● **Assignment**: In the records below, count every line containing "patch". Reply with the number only.

(The data begins)

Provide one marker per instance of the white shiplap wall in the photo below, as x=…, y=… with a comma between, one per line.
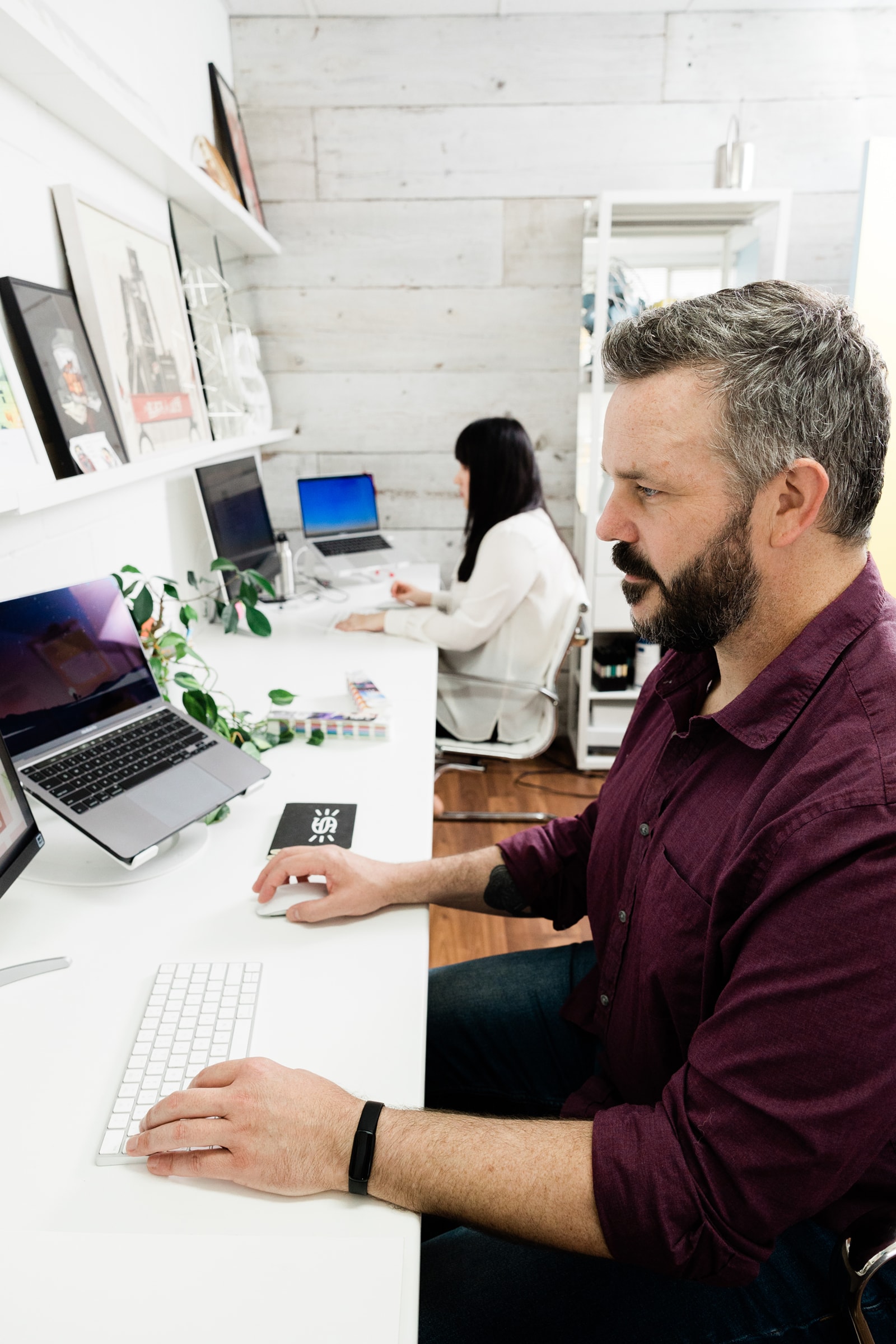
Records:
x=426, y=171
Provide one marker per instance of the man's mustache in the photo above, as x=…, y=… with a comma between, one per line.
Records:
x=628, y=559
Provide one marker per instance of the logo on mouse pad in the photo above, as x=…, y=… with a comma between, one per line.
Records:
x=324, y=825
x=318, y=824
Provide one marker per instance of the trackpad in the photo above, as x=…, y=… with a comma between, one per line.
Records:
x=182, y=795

(The data ends)
(The data begins)

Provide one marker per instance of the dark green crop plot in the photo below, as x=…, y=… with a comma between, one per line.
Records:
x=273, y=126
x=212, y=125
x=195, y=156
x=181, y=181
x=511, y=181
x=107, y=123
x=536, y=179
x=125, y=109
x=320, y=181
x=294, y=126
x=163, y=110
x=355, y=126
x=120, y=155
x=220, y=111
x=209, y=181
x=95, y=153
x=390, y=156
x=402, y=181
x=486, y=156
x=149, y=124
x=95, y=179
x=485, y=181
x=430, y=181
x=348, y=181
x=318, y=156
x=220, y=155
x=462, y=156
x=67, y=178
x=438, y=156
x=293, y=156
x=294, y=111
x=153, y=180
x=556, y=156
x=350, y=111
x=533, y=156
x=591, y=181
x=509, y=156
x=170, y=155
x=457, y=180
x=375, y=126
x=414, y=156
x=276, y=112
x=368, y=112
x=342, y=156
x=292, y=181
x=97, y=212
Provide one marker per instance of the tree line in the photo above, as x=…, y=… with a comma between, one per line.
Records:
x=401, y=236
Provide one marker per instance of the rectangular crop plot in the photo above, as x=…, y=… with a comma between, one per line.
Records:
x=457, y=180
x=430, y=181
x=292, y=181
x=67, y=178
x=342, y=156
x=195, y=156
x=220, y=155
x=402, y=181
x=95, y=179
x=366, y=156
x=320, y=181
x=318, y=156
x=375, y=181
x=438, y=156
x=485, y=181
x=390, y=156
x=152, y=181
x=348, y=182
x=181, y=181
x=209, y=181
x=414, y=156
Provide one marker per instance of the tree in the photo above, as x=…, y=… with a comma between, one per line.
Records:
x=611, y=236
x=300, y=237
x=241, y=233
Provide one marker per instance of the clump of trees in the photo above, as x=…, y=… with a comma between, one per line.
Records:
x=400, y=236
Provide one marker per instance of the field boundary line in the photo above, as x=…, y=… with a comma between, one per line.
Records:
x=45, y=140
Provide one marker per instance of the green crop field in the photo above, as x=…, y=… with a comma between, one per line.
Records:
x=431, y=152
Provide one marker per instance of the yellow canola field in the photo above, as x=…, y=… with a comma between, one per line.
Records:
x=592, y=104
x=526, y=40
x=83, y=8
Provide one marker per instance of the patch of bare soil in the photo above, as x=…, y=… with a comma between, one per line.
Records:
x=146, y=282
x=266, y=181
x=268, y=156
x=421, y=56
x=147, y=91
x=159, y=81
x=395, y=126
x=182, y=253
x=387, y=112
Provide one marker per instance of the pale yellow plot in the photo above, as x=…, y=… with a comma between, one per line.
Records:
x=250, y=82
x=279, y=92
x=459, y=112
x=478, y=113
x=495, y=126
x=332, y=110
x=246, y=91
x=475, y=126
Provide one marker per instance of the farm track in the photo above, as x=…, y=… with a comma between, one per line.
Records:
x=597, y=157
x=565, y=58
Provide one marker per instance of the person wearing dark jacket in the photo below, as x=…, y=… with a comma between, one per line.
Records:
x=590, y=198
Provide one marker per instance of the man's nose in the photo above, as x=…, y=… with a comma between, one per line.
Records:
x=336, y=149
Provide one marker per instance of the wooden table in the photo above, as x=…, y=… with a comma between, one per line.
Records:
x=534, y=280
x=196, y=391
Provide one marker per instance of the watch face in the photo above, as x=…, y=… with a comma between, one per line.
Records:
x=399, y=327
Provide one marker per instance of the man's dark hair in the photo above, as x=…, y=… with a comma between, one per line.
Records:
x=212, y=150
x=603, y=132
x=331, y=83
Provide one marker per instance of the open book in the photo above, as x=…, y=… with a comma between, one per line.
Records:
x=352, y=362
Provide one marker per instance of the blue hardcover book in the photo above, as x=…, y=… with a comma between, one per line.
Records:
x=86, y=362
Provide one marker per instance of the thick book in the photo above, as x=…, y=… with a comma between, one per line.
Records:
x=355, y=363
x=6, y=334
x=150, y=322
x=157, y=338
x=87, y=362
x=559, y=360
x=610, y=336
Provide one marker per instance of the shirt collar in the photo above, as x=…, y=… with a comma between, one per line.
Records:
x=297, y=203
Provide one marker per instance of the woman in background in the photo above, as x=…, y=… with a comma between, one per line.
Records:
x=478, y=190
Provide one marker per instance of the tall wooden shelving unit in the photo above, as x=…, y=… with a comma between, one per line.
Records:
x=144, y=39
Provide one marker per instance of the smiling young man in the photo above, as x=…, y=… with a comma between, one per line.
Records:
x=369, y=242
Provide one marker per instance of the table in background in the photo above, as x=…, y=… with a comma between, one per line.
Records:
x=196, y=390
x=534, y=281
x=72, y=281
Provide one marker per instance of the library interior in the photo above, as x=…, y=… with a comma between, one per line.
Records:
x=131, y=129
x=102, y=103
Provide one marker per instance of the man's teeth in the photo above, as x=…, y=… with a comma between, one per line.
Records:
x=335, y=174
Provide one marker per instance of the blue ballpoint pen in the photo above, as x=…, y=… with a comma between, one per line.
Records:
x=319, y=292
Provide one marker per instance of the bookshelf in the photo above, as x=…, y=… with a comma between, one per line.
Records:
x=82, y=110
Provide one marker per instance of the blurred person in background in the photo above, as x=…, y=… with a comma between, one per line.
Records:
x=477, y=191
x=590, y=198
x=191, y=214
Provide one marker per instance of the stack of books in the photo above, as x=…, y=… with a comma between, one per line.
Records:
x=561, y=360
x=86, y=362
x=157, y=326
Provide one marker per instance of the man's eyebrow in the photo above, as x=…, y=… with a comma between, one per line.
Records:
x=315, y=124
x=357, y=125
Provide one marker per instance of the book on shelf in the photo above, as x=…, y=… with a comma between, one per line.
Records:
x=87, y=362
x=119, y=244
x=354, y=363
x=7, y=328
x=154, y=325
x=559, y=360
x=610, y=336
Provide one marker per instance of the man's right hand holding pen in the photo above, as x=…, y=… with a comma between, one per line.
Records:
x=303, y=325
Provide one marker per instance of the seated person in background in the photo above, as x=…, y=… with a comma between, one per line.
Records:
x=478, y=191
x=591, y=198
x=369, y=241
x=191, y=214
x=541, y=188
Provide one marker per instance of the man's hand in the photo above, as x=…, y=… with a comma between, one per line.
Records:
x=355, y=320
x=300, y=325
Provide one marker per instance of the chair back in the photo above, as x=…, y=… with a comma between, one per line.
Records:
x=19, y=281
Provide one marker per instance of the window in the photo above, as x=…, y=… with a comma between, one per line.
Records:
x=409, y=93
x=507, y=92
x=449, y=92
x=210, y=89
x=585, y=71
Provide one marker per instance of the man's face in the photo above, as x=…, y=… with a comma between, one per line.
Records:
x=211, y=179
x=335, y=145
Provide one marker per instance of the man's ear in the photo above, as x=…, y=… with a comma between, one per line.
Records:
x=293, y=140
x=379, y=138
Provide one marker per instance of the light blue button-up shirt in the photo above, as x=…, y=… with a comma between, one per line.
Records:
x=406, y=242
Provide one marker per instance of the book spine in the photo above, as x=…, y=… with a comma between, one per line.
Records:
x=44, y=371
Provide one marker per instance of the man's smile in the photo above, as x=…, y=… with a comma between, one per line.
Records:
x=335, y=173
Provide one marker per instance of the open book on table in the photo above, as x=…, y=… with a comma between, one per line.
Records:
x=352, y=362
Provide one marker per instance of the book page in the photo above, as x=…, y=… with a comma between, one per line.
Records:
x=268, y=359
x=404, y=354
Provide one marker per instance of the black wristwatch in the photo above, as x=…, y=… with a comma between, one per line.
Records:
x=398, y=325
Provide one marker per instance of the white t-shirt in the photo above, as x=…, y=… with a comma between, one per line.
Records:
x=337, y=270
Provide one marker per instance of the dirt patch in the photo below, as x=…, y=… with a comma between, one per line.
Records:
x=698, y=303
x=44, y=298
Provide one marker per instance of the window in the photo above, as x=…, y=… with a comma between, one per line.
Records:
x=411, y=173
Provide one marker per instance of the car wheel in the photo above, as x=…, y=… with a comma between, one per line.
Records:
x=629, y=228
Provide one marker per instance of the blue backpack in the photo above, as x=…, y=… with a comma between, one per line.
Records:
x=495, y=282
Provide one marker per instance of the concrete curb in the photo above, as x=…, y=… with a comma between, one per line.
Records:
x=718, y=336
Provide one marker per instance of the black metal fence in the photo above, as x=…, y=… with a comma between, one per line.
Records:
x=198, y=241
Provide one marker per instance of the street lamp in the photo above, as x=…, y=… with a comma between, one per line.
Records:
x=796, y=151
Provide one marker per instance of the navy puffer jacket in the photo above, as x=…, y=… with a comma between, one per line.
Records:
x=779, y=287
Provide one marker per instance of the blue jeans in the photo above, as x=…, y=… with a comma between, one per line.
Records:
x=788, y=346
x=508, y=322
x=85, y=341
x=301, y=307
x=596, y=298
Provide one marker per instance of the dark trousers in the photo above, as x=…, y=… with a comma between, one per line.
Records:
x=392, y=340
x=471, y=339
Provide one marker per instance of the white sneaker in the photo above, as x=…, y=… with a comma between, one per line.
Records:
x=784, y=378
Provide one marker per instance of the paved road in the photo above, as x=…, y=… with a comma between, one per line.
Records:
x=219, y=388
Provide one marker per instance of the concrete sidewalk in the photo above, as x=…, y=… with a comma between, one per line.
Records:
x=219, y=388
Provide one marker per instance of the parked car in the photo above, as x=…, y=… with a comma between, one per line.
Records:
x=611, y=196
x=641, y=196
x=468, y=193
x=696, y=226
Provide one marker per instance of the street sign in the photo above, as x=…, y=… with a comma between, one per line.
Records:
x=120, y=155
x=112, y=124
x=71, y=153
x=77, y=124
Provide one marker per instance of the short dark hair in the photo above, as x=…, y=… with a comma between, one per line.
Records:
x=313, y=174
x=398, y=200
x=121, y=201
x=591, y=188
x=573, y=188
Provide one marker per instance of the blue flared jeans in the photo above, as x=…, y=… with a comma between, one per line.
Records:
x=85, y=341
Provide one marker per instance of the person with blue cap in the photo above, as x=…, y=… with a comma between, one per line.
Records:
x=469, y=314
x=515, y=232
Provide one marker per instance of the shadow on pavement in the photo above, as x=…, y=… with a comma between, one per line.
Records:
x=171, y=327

(The data ends)

● **Answer space**: 2